Trecho selecionado =>
--------------------

Mesmo com pouca testagem, RS entrou no clima de "já passou"

O RS começou a adotar medidas restritivas em função da pandemia do coronavírus na metade de março. Inicialmente, o pânico gerado pela chegada da doença (o primeiro caso foi confirmado no Estado em 10 de março) fez com que tanto o Executivo estadual como os municipais adotassem medidas rigorosas de distanciamento social. Mas agora, em retrospecto, os monitoramentos que acompanham o avanço da doença apontam que foi entre a metade de março e a metade de abril que a população seguiu mais fielmente as restrições. A partir de então, os cuidados foram sendo afrouxados, seja no discurso das autoridades, seja nos hábitos diários, seja na gradual reabertura de diferentes setores.

Ao contrário do que aconteceu em praticamente todos os países desenvolvidos da Ásia e da Europa para promover a reabertura, o RS ignorou uma etapa anterior, a realização de testagem ampla da população. E, ao testar, usa majoritariamente testes rápidos, que não identificam os casos ativos e, portanto, as pessoas com capacidade de infectar outras ou com risco de ter um quadro agravado; e que mostram um cenário atrasado de infectados. Além disso, mesmo com a disponibilidade de testes rápidos distribuídos pelo Ministério da Saúde, parte das prefeituras teria continuado a represar sua aplicação, com receio do escurecimento de sua bandeira, e, por consequência, do aumento das restrições.

--------------------

Conteúdo dos dados =>
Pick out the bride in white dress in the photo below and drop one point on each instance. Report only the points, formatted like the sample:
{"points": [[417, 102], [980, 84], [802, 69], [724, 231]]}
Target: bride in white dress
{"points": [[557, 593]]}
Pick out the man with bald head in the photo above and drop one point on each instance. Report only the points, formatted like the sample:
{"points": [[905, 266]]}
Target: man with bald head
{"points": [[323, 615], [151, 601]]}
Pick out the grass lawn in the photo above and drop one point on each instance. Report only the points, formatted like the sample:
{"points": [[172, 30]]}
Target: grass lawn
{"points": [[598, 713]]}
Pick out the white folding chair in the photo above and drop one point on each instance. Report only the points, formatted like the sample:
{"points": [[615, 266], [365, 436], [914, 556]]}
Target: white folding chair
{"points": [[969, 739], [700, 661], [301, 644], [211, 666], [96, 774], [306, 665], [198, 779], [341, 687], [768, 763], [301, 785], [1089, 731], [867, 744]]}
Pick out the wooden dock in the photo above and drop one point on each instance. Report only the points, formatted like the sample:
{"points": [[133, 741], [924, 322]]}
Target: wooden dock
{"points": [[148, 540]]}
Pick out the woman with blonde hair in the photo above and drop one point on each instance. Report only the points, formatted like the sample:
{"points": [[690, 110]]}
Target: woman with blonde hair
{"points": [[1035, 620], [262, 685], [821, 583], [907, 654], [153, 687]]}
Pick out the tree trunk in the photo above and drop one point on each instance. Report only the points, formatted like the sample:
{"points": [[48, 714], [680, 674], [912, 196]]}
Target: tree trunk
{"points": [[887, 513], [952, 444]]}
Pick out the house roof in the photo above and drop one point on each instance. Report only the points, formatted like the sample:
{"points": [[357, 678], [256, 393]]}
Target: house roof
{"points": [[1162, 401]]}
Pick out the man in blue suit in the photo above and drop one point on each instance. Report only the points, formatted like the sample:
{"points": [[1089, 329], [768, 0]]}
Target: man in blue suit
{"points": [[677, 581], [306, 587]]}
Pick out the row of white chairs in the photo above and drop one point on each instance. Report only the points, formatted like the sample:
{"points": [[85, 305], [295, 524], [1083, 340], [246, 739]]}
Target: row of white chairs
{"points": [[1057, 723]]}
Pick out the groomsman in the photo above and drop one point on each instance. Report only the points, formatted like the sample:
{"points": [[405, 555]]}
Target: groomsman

--------------------

Exercícios =>
**a.** Segundo o trecho sobre a pandemia no RS, em que data foi confirmado o primeiro caso da doença no Estado?
**b.** Diga se cada afirmação a seguir concorda com o trecho sobre a pandemia no RS, respondendo sim ou não e citando literalmente as palavras do trecho que decidem a resposta. (i) A população seguiu mais fielmente as restrições entre a metade de março e a metade de abril. (ii) Antes da reabertura, o RS realizou testagem ampla da população. (iii) Os testes rápidos identificam os casos ativos.

Respostas =>
**a.** Em 10 de março.

**b.**
(i) Sim: "foi entre a metade de março e a metade de abril que a população seguiu mais fielmente as restrições".
(ii) Não: "o RS ignorou uma etapa anterior, a realização de testagem ampla da população".
(iii) Não: "que não identificam os casos ativos".